◆ Brief ◆
Reproduce every one of the records below line for line, without changing anything.

Dataset rows showing where objects appear
---

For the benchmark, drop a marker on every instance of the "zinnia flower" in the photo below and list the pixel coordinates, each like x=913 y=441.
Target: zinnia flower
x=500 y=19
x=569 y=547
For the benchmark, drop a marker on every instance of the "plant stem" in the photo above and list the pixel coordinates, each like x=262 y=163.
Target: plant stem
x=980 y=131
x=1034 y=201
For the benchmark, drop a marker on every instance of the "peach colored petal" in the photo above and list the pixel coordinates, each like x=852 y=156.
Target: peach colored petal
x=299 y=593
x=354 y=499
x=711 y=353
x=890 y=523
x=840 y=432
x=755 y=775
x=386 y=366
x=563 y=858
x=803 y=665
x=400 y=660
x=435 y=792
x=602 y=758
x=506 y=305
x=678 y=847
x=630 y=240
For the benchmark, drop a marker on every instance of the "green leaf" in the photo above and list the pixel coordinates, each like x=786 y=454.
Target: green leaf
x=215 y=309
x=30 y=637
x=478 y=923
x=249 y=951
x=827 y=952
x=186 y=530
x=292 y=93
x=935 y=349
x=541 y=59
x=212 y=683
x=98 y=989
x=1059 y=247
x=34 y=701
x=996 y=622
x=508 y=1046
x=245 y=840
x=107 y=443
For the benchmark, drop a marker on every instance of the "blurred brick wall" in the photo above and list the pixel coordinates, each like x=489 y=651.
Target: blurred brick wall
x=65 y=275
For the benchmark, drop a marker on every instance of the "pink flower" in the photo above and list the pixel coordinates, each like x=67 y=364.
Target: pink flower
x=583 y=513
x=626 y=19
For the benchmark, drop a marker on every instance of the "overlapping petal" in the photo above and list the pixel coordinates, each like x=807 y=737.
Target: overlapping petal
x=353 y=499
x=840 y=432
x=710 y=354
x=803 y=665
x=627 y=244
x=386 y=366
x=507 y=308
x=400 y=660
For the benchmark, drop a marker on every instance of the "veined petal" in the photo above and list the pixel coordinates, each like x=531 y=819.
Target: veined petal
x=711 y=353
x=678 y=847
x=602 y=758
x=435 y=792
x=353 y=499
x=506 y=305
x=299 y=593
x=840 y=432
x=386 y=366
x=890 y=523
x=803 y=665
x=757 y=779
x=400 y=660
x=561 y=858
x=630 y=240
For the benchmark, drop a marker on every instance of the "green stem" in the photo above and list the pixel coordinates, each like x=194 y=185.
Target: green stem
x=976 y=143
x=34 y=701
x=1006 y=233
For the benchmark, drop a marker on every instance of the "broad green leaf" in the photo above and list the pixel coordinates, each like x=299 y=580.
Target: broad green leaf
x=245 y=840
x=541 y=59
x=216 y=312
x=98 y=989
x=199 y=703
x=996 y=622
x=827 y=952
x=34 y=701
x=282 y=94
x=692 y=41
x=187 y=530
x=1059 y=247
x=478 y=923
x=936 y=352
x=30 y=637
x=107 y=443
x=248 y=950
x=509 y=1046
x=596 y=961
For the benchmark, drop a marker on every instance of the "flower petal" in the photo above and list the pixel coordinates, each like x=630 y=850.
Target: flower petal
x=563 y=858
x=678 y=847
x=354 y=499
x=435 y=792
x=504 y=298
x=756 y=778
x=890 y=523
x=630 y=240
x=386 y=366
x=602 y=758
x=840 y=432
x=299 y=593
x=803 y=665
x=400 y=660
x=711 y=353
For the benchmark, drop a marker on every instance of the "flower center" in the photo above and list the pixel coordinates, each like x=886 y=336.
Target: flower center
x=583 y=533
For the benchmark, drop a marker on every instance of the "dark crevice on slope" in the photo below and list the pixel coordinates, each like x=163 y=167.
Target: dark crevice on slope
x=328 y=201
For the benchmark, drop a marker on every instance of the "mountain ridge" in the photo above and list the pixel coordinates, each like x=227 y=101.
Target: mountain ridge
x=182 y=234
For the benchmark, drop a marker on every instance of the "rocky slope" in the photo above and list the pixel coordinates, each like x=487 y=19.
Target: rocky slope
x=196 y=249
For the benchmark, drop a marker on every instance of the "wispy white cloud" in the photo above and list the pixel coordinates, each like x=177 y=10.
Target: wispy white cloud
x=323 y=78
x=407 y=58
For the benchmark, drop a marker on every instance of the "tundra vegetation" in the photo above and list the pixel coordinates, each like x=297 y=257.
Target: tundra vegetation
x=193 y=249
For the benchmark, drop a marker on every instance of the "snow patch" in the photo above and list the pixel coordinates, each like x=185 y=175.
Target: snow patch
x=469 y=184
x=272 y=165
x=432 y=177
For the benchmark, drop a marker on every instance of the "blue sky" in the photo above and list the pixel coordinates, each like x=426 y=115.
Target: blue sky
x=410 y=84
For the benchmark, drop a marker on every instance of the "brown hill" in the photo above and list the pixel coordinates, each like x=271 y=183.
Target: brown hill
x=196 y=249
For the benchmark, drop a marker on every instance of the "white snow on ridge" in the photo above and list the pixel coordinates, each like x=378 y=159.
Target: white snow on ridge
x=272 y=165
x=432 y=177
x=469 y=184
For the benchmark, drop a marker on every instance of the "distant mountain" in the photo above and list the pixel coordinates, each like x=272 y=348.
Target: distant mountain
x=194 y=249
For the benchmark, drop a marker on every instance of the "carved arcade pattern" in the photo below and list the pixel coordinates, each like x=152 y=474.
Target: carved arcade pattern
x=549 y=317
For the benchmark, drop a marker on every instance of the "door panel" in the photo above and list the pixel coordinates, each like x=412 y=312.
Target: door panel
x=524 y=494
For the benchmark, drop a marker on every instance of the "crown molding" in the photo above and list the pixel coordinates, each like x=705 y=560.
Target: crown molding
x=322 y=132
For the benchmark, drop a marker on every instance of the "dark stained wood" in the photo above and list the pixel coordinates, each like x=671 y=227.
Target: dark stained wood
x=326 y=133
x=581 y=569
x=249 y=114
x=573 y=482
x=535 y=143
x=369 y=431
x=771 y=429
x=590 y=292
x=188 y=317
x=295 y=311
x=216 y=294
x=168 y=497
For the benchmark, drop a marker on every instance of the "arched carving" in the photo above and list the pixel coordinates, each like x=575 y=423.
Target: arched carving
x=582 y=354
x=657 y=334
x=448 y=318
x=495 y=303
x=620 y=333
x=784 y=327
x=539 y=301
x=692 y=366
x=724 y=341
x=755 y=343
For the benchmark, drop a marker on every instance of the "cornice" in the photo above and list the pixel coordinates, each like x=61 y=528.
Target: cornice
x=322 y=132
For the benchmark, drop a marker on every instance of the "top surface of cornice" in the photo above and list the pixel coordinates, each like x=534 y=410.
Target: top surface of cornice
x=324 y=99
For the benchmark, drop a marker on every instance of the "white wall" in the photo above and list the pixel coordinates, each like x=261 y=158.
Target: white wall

---

◆ Task result ◆
For the benchmark, drop a marker on every instance of the "zinnia flower" in the photo below and list the pixel coordinates, each like x=913 y=441.
Target: zinnia flower
x=500 y=19
x=569 y=547
For the benchmark, drop a marker on every instance of the "plant stem" in the photo above and list the pixel coordinates, each like x=262 y=163.
Target: plant stem
x=980 y=131
x=1034 y=201
For the benchmark, drop a marker on every instance of the "peach colored petal" in the photo above and list the pixel coordinates, each like x=852 y=156.
Target: peach colored petal
x=299 y=593
x=354 y=499
x=711 y=353
x=890 y=523
x=840 y=432
x=755 y=775
x=386 y=366
x=563 y=858
x=803 y=665
x=400 y=660
x=435 y=792
x=602 y=758
x=506 y=305
x=678 y=847
x=630 y=240
For the benchmark, drop a marker on every instance of the "green leaf" in the photo above and list the pixel coordinates, each like x=786 y=454.
Target: green leaf
x=215 y=309
x=30 y=637
x=478 y=923
x=249 y=951
x=827 y=952
x=186 y=530
x=292 y=93
x=935 y=349
x=541 y=59
x=212 y=683
x=98 y=989
x=1059 y=247
x=34 y=701
x=996 y=622
x=508 y=1046
x=245 y=840
x=107 y=443
For the benchmark, drop a marker on every instance of the "blurred brick wall" in the photo above and list the pixel coordinates, each like x=489 y=651.
Target: blurred brick wall
x=65 y=275
For the benchmark, drop a marker on every instance of the "pink flower" in the photo above and list the pixel coordinates, each like x=67 y=364.
Target: pink flower
x=583 y=513
x=626 y=19
For the benchmark, drop a marker on every instance of the "overlapping petal" in the photo above and list the pixel coordinates, each like x=807 y=737.
Target: overlapping petal
x=353 y=499
x=840 y=432
x=710 y=354
x=803 y=665
x=627 y=244
x=386 y=366
x=507 y=308
x=400 y=660
For the benchmark, drop a marker on every instance of the "veined petal" in the photo above and list the pixel coordinates, each like x=531 y=819.
Target: veined petal
x=711 y=353
x=678 y=847
x=602 y=758
x=435 y=792
x=353 y=499
x=506 y=305
x=299 y=593
x=840 y=432
x=386 y=366
x=890 y=523
x=803 y=665
x=757 y=779
x=400 y=660
x=561 y=858
x=630 y=240
For the benchmark, drop a marker on every instance of the "green stem" in the photo above and list the pixel coordinates, each like x=194 y=185.
Target: green stem
x=976 y=143
x=34 y=701
x=1006 y=233
For the benchmark, drop a marker on every instance of the "broad green leaf" in the photo above and list the pixel coordinates, each like x=299 y=580.
Target: broad green leaf
x=245 y=840
x=541 y=59
x=216 y=312
x=98 y=989
x=199 y=703
x=996 y=622
x=827 y=952
x=34 y=701
x=282 y=94
x=692 y=41
x=187 y=530
x=1059 y=247
x=478 y=923
x=936 y=352
x=30 y=637
x=107 y=443
x=248 y=950
x=509 y=1046
x=596 y=961
For the benchmark, drop a marker on every instance of the "flower petal" in the photo above and list the pixel coordinates, each like x=630 y=850.
Target: flower petal
x=563 y=858
x=678 y=847
x=354 y=499
x=435 y=792
x=504 y=298
x=756 y=778
x=890 y=523
x=630 y=240
x=386 y=366
x=602 y=758
x=840 y=432
x=299 y=593
x=803 y=665
x=400 y=660
x=711 y=353
For the benchmark, drop a marker on every instance of the "flower center" in the photo above and list the pixel coordinates, each like x=886 y=336.
Target: flower center
x=583 y=533
For the benchmark, drop a marker on every instance of the "dark crevice on slope" in the photo below and list the pixel coordinates, each like x=163 y=167.
Target: dark crevice on slope
x=328 y=201
For the benchmark, drop a marker on every instance of the "mountain ridge" in the photo above and list the pixel coordinates, each like x=227 y=101.
Target: mountain ridge
x=182 y=234
For the benchmark, drop a marker on every instance of the "rocky slope" in the photo above and list the pixel coordinates, each like x=487 y=19.
Target: rocky slope
x=196 y=249
For the benchmark, drop a marker on every instance of the "wispy white cloud" in the photo above and list the pixel coordinates, each like x=177 y=10.
Target: wispy white cloud
x=323 y=78
x=407 y=58
For the benchmark, drop a marker on every instance of the "tundra vegetation" in the photo above and list the pixel coordinates, each like x=297 y=257.
Target: tundra vegetation
x=193 y=249
For the benchmark, drop a marker on every instance of the "snow patch" in the photo above and list the pixel coordinates, each like x=185 y=175.
Target: snow patch
x=469 y=184
x=272 y=165
x=432 y=177
For the benchmark, drop a marker on every instance of the "blue sky" in the photo above and list the pixel coordinates, each like x=426 y=115.
Target: blue sky
x=410 y=84
For the benchmark, drop a marker on every instance of the "brown hill" in the photo above and list the pixel coordinates, each like x=271 y=183.
Target: brown hill
x=196 y=249
For the benchmark, drop a marker on every instance of the "white snow on ridge" in the photo above and list the pixel coordinates, each like x=378 y=159.
Target: white snow on ridge
x=272 y=165
x=432 y=177
x=469 y=184
For the benchmark, drop a marker on every instance of the "distant mountain" in the photo above and list the pixel coordinates, each like x=272 y=348.
Target: distant mountain
x=194 y=249
For the benchmark, drop a marker on every instance of the "carved arcade pattern" in the photo below and list the pixel coordinates, each like x=152 y=474.
Target: carved arcade pattern
x=549 y=317
For the benchmark, drop a marker on every instance of the "door panel" in the photo above and list the pixel coordinates, each like x=412 y=312.
Target: door panel
x=524 y=494
For the benchmark, drop a marker on every instance of the "crown molding" in the photo above and list the pixel coordinates, each like x=705 y=560.
Target: crown molding
x=322 y=132
For the benchmark, drop a marker on every instance of the "dark stained wood" in the photo above and list the pixel coordinates, each like x=671 y=227.
Target: dark stained wood
x=326 y=133
x=581 y=569
x=249 y=114
x=573 y=482
x=535 y=143
x=369 y=431
x=771 y=429
x=590 y=292
x=188 y=317
x=295 y=311
x=216 y=294
x=168 y=497
For the benchmark, drop a marker on every instance of the "arched carving" in the photo above and list the pixel coordinates, each like x=575 y=423.
Target: arched carving
x=582 y=354
x=657 y=334
x=448 y=318
x=495 y=303
x=620 y=333
x=784 y=327
x=539 y=301
x=692 y=366
x=724 y=341
x=755 y=343
For the benchmark, drop a marker on every instance of the "cornice" in the photo above and list the pixel coordinates, each like x=61 y=528.
Target: cornice
x=322 y=132
For the benchmark, drop a marker on every instance of the "top surface of cornice" in the photo above and list the pixel coordinates, each like x=534 y=410.
Target: top surface of cornice
x=324 y=99
For the benchmark, drop a marker on every instance of the "white wall" in the photo above and list the pixel coordinates, each like x=261 y=158.
Target: white wall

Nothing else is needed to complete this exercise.